> _ACTIVITY_: Look over the data below and give the number of lines containing the word "window", with no other words.

==== RECORDS FOR THE EXERCISE ====

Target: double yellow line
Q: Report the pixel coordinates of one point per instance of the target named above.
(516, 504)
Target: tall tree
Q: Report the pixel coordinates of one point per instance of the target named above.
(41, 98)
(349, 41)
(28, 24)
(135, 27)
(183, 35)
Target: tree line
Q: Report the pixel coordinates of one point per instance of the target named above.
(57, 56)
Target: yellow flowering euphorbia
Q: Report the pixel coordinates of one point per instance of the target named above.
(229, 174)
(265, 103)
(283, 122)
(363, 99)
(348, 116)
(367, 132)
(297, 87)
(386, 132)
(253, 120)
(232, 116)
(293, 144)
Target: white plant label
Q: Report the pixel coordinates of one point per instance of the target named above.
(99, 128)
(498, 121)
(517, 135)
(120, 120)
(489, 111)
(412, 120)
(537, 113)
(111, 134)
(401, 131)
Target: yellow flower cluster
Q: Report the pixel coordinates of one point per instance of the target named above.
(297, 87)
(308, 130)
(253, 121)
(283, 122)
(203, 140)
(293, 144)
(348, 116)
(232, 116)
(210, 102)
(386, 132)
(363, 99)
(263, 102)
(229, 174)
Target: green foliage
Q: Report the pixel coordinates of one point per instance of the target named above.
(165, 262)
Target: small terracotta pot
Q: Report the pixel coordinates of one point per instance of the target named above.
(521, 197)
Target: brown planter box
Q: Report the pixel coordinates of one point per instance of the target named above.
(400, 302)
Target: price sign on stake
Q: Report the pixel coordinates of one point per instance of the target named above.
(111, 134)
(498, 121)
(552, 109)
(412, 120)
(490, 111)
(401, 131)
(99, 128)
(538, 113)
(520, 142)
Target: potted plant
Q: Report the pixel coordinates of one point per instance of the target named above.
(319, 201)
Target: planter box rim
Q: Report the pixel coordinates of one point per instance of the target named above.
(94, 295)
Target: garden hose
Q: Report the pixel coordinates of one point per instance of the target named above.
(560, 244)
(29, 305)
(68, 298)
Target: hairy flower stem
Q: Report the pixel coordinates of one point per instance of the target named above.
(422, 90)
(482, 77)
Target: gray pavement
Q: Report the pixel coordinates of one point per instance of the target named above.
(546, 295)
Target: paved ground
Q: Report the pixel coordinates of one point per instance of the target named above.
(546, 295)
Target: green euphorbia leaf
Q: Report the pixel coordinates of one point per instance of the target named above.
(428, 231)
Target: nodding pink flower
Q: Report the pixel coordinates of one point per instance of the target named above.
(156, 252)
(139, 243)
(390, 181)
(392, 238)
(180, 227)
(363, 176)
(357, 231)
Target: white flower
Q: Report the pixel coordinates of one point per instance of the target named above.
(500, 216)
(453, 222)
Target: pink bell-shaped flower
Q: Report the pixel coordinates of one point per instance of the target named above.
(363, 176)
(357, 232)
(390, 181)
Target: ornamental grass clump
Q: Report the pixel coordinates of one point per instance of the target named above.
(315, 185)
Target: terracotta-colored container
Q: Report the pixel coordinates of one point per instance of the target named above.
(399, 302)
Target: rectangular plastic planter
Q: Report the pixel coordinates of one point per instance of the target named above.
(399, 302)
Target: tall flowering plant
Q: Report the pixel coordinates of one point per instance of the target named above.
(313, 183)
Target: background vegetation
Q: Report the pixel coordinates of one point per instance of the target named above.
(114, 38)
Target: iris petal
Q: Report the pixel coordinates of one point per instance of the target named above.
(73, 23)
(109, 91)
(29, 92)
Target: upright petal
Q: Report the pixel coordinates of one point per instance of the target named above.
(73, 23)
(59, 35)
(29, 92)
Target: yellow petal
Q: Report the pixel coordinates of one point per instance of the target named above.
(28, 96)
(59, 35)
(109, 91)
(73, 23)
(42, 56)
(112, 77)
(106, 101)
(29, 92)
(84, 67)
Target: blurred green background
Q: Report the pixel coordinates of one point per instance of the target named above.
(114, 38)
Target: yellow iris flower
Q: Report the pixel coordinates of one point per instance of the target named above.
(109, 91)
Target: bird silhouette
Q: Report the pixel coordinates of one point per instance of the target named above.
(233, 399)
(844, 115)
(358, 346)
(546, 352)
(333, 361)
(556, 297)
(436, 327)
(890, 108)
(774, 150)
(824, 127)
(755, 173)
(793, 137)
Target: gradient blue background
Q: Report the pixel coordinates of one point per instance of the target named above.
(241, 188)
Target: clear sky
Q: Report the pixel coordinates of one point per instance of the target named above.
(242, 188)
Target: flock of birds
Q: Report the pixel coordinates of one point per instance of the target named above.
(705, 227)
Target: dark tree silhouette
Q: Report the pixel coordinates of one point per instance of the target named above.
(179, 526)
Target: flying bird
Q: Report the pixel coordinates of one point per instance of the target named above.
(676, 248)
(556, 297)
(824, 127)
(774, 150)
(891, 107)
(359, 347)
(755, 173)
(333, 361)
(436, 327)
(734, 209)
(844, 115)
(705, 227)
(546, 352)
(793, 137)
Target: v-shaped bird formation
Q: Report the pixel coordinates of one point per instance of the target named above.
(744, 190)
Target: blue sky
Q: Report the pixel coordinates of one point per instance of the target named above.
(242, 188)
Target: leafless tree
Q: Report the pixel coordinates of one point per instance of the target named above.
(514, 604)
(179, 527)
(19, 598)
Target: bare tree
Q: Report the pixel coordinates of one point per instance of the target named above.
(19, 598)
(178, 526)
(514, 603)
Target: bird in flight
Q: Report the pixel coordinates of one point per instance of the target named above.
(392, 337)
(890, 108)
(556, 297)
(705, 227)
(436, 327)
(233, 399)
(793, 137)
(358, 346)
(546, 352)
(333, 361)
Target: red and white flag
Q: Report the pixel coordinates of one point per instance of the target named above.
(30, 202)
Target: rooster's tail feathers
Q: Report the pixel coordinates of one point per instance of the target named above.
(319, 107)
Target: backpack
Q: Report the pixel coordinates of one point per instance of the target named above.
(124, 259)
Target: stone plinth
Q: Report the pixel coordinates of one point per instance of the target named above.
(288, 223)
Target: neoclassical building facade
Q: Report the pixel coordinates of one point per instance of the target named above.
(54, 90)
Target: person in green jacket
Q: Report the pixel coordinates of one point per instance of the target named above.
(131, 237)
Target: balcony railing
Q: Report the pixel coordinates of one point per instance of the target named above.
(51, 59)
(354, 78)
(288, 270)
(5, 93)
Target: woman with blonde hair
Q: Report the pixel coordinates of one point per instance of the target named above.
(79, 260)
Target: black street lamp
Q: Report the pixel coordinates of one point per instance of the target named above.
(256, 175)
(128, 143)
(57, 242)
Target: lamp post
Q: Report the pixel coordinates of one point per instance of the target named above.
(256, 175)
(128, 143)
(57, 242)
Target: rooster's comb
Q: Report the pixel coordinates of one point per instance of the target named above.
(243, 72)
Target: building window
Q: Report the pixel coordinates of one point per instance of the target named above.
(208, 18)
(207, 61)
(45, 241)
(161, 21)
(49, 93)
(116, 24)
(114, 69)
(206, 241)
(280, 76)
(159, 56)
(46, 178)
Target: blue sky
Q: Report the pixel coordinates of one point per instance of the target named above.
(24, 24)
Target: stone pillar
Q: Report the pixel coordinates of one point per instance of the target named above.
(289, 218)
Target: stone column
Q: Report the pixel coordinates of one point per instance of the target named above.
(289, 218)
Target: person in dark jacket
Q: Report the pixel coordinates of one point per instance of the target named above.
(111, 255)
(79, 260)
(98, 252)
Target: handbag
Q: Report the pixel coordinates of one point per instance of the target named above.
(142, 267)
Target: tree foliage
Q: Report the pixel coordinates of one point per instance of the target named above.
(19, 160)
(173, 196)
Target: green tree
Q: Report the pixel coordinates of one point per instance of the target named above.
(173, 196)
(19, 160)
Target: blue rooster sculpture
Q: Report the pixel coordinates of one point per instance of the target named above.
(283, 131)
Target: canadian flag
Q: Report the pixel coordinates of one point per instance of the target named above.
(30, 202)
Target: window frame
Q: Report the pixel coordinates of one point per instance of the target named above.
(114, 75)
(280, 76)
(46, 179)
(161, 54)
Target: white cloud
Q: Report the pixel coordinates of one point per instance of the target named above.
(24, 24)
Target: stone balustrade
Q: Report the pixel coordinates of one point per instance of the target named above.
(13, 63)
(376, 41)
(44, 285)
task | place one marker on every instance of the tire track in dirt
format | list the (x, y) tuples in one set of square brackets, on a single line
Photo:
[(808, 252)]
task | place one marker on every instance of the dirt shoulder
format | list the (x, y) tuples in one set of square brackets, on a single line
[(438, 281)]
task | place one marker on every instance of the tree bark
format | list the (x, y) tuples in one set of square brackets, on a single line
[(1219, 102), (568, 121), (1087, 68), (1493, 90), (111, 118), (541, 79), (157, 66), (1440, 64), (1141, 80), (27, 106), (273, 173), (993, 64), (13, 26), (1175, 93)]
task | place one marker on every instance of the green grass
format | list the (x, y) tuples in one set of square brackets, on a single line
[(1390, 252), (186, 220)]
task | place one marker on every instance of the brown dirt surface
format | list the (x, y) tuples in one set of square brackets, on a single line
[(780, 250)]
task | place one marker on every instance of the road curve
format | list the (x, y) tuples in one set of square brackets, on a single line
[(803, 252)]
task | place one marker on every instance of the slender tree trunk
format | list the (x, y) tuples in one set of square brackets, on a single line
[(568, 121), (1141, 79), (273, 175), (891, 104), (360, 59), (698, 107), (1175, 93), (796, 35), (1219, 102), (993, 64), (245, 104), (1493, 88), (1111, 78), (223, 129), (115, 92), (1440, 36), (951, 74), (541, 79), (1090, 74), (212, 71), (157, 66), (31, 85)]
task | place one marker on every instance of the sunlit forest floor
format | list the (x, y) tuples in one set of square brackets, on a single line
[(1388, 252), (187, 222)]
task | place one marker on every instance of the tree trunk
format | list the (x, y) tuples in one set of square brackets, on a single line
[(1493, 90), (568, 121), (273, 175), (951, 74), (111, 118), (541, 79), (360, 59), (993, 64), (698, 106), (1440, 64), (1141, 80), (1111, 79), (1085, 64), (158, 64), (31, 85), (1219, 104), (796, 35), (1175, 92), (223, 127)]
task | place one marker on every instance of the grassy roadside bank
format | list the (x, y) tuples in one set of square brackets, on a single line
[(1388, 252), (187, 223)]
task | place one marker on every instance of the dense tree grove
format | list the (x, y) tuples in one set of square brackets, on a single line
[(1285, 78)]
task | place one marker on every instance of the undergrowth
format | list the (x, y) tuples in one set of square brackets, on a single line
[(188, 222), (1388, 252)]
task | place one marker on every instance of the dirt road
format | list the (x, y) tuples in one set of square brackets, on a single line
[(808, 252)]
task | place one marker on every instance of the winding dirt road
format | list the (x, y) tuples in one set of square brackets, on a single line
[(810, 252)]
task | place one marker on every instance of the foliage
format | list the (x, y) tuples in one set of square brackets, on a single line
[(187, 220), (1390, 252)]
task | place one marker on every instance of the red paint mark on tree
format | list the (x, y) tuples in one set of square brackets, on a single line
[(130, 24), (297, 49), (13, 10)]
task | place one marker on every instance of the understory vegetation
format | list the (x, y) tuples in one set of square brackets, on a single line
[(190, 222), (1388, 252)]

====

> _RESPONSE_: 2